▶ _TASK TO COMPLETE_
Copy out the passage below on dealing with disrespect at work, word for word.

▶ _PASSAGE PROVIDED_
• • • •

In addition to taking up the issue internally, if a serious crime has been committed, you need to report it to the relevant authorities.
Harassment in the workplace based on sex, race, religion, or disability is punishable under civil rights acts in many countries.
When you press charges against a coworker, ensure you have fully complied with the company’s established complaint process.
It is easier to win a case against a disrespectful colleague when the organization is supporting you.
Lawsuits can be time-consuming and financially challenging. Make sure to prepare adequately for them.
Start Looking For an Alternative Job
Working at an office where you are not respected can result in low productivity, increased stress levels, and ultimately manifest as medical conditions like depression.
Some employers try to avoid the negative image that legal complaints can have on their company by sweeping the issues you raise with them under the rug.
If no action is taken by your superiors, even after making a formal complaint, it is advisable that you start scouting for a new job opportunity.
Engage a career coach to fine-tune your resume and interview skills. Try as much as possible to keep calm until you find another job opening.
The heads of departments must form policies that promote a culture of respect in the workplace.
Similarly, every employee must create a conducive work environment for their colleagues by observing good work ethics. You now know what to do when you feel disrespected at work.
Also, if you know outright there is disrespectful behavior going on yet no one is taking action, don’t let group mentality overwhelm you.
Instead, stick to being busy with your assigned tasks. Associate yourself with other employees that make a conscious choice to do the right thing.
Finally, maintain an excellent work-life balance by keeping your private affairs private.

• • • •

[Saved entries]
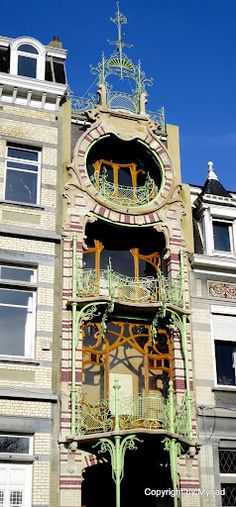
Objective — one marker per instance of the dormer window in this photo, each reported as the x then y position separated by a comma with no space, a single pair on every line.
27,60
222,236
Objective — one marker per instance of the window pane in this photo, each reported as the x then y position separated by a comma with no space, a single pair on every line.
15,297
15,325
48,71
225,362
14,444
12,273
227,461
221,237
59,71
16,498
229,499
22,167
21,186
20,153
27,66
28,49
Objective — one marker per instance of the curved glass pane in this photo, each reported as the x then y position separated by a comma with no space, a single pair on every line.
27,48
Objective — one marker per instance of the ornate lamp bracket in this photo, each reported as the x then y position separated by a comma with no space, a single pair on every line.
117,452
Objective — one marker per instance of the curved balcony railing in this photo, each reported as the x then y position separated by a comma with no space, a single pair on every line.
124,195
141,411
122,288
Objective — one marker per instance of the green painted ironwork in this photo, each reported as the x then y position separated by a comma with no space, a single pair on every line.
180,323
78,317
170,443
118,65
118,448
124,195
118,287
149,411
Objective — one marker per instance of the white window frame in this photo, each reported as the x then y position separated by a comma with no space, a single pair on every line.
22,286
8,468
26,487
227,253
227,312
40,68
10,435
29,162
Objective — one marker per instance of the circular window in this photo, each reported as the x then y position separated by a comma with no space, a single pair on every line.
125,172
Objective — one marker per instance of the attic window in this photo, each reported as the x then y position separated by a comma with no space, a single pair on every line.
55,70
4,59
27,60
222,233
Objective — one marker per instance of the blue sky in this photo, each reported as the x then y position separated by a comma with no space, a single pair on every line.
187,46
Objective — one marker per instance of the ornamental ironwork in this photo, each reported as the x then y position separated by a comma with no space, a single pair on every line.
119,287
118,65
147,411
222,290
124,195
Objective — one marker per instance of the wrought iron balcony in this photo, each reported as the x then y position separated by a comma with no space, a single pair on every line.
143,411
122,288
124,195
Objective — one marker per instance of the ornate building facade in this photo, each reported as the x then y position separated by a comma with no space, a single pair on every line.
128,420
98,277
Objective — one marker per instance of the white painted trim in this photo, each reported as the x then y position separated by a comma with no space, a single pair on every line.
28,83
224,310
40,57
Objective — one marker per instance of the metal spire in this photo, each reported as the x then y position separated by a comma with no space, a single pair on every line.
120,20
211,172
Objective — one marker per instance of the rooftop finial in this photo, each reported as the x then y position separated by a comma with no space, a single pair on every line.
211,172
120,20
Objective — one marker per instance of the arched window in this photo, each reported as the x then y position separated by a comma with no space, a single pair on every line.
27,60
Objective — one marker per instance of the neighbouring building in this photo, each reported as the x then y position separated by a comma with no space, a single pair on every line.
213,296
32,85
117,304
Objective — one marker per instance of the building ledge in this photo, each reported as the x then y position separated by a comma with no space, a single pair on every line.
213,262
21,394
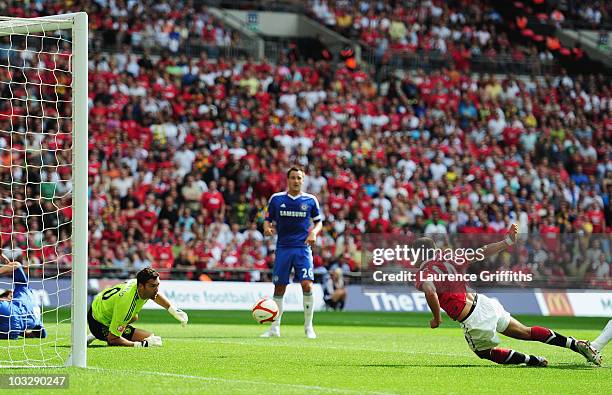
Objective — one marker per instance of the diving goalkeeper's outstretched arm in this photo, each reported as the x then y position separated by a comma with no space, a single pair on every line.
179,314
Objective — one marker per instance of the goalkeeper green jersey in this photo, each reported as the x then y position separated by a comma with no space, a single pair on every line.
116,306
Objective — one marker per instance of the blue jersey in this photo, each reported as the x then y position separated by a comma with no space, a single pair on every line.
292,215
22,313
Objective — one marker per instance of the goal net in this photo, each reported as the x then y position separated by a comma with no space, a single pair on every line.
43,190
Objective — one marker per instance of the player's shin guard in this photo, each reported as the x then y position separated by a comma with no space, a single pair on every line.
604,338
551,337
504,356
279,303
308,309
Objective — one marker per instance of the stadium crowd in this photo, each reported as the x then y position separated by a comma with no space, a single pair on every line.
138,25
462,29
184,153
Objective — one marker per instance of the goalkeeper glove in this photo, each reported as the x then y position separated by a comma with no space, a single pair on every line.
151,341
179,314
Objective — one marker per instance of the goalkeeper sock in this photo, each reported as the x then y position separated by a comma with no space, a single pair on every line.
603,338
308,309
279,303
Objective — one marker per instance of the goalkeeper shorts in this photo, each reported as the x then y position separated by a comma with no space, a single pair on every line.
100,331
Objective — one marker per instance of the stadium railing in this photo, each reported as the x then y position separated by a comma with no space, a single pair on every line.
501,64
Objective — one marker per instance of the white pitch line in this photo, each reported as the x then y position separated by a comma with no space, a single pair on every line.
224,380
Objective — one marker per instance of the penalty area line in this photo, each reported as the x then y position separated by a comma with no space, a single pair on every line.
238,381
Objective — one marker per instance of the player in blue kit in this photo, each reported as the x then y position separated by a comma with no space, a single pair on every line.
19,312
292,212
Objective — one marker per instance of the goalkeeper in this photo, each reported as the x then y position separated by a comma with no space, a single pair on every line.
19,311
115,308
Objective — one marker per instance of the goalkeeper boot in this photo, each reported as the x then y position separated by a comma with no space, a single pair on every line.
591,355
274,331
309,331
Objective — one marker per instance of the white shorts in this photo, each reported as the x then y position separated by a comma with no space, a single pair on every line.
481,327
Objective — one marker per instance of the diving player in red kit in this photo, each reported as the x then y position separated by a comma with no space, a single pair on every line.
482,317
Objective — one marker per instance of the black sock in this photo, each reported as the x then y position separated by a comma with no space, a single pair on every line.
562,341
551,337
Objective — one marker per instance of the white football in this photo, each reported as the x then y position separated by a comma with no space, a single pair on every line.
265,310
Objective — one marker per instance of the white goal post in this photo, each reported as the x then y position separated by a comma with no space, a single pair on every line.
74,35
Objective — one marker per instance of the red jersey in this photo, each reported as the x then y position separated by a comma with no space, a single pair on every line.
452,294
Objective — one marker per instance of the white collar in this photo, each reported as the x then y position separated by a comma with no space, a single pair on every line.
294,197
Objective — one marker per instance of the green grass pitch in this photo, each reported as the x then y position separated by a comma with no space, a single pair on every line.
359,353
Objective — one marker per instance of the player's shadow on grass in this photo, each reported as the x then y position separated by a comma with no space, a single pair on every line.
90,346
209,337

• • • •

▶ _TASK RESULT_
In addition to taking up the issue internally, if a serious crime has been committed, you need to report it to the relevant authorities.
Harassment in the workplace based on sex, race, religion, or disability is punishable under civil rights acts in many countries.
When you press charges against a coworker, ensure you have fully complied with the company’s established complaint process.
It is easier to win a case against a disrespectful colleague when the organization is supporting you.
Lawsuits can be time-consuming and financially challenging. Make sure to prepare adequately for them.
Start Looking For an Alternative Job
Working at an office where you are not respected can result in low productivity, increased stress levels, and ultimately manifest as medical conditions like depression.
Some employers try to avoid the negative image that legal complaints can have on their company by sweeping the issues you raise with them under the rug.
If no action is taken by your superiors, even after making a formal complaint, it is advisable that you start scouting for a new job opportunity.
Engage a career coach to fine-tune your resume and interview skills. Try as much as possible to keep calm until you find another job opening.
The heads of departments must form policies that promote a culture of respect in the workplace.
Similarly, every employee must create a conducive work environment for their colleagues by observing good work ethics. You now know what to do when you feel disrespected at work.
Also, if you know outright there is disrespectful behavior going on yet no one is taking action, don’t let group mentality overwhelm you.
Instead, stick to being busy with your assigned tasks. Associate yourself with other employees that make a conscious choice to do the right thing.
Finally, maintain an excellent work-life balance by keeping your private affairs private.